STATED PROBLEM 1: Pick out every line of the records below that contains the string "slope", and copy each one. Case counts.

Robert Fripp's post-King Crimson activities included guitar lessons with Robin Trower, studying the philosophy of J.G. Bennett and a trip to Berlin to record guitar on David Bowie's Heroes. He eventually switched base to New York, where he began producing a wide variety of artists, including Daryl Hall (of Hall & Oates), The Roches and Peter Gabriel. It's no wonder that his debut solo album Exposure was recorded with a host of musicians, including Narada Michael Walden and Phil Collins, Tony Levin, Jerry Marotta and Sid McGinnis (on loan from Peter Gabriel's band), along with Barry Andrews from XTC and the ever-present Brian Eno. After a snippet of his voice, Darryl Hall adds an edge to the punky "You Burn Me Up I'm A Cigarette," while the guitars of "Breathless" blasts away with the power of King Crimson's Red. In fact, it's so musically current, it's a testament to how forward-looking that band was. Peter Hammill's distinctive growl gives "Disengage" and "Chicago" a suitable edge, while Hall's smooth, blue-eyed soul graces "North Star." Terre Roche's voice floats alongside Fripp's guitar on the beautiful "Mary." The raucous "Exposure," first appearing on Gabriel's second album, opens the second side; and over its white-funk beat, Fripp uses samples and Frippertronics to alienate the soundscape. This approach is furthered on what Fripp called the "incredibly dismal, pathetic chord sequence" of "Häaden Two," while the remainder of the album alternates between a few more rockers (the amazing "I May Not Have Had Enough of Me But I've Had Enough of You"), pure Frippertronics ("Water Music I & II") and a stark, haunting re-recording of "Here Comes the Flood" by Gabriel. The album is extremely contemporary, and stacks up alongside any then-current "new wave" releases. It was intended to be released as a part of a trilogy of albums Fripp produced, with Gabriel's second album and Hall's 1977 Sacred Songs rounding out the trio; however, the associated record companies completely nixed the concept. They were right: commercial the album was not-it failed to chart in any territories; but it was a complete artistic success. Caveat emptor: Fripp has released several different mixes of the album since its debut release.

DATASET RECORDS:
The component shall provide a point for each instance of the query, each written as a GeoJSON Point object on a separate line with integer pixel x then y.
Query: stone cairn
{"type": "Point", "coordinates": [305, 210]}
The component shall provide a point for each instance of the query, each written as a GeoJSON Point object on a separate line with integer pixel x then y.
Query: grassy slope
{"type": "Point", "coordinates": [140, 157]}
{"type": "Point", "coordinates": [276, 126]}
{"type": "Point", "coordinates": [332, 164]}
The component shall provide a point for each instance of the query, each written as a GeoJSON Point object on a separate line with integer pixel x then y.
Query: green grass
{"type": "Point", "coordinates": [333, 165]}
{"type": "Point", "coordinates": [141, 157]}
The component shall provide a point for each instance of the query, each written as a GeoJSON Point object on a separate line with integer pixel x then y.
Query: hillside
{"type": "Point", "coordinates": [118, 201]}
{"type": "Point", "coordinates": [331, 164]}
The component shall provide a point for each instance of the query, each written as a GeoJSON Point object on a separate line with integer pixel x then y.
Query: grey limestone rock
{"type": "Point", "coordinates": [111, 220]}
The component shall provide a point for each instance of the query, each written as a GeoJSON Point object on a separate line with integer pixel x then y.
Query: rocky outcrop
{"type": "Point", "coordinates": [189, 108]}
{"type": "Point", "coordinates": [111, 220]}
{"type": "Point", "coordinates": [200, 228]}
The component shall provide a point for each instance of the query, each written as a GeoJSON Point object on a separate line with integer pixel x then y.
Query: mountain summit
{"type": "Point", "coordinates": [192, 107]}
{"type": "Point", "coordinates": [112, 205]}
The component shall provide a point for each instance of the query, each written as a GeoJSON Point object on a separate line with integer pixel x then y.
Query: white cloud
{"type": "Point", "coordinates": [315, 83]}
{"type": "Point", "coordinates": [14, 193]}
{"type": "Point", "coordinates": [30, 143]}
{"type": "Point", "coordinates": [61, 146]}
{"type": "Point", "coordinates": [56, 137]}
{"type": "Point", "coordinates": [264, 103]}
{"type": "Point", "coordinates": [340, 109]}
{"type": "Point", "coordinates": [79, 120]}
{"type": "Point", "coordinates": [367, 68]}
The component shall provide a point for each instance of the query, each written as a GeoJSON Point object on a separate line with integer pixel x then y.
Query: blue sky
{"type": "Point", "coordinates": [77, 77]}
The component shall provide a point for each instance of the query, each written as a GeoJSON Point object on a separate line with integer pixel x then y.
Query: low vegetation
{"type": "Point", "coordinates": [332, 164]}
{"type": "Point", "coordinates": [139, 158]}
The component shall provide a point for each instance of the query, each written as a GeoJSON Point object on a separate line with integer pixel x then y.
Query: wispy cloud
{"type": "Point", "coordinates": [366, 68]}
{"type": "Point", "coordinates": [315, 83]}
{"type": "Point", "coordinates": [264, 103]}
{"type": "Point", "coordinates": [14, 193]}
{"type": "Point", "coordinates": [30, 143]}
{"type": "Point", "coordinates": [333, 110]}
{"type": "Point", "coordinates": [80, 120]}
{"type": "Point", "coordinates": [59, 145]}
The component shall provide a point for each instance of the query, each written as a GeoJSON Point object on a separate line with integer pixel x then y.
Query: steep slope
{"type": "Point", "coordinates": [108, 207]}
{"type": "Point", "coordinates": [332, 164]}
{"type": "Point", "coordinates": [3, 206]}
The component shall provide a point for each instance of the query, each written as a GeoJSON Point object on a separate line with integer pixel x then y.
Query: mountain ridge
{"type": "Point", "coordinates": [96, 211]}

STATED PROBLEM 2: According to the album review above, which city did Fripp move his base to before producing other artists?

FULL SOLUTION 1:
Query: grassy slope
Query: steep slope

FULL SOLUTION 2: New York